Your assignment: After locating the line with "Question. Put a dot on every instance of the raised", reproduce that line and every one following it exactly, up to the end of the entries.

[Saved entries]
○ ○ ○ ○ ○

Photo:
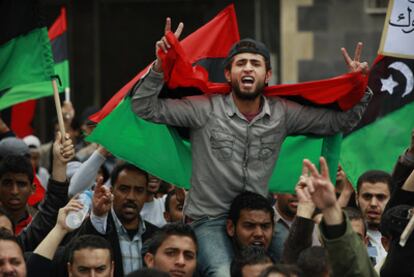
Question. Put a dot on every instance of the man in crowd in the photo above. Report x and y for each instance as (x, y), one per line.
(250, 262)
(90, 255)
(373, 193)
(250, 221)
(119, 220)
(235, 138)
(173, 249)
(173, 207)
(11, 255)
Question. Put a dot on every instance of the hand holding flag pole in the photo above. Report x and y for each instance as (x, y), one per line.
(58, 107)
(355, 65)
(163, 43)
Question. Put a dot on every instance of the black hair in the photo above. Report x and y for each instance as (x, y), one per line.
(248, 45)
(288, 270)
(17, 164)
(148, 272)
(250, 255)
(125, 166)
(88, 242)
(171, 229)
(4, 212)
(375, 176)
(355, 214)
(249, 201)
(170, 194)
(313, 262)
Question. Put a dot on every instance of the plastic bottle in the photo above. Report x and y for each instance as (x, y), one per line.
(75, 219)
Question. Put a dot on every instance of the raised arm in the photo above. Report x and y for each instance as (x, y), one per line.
(55, 198)
(300, 233)
(347, 254)
(186, 112)
(320, 121)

○ ○ ○ ○ ○

Answer space:
Question. Put a dot on every instance of the raised arm in the photo above. Report x and y for each instance as (x, y), one per line.
(55, 198)
(300, 233)
(347, 254)
(186, 112)
(320, 121)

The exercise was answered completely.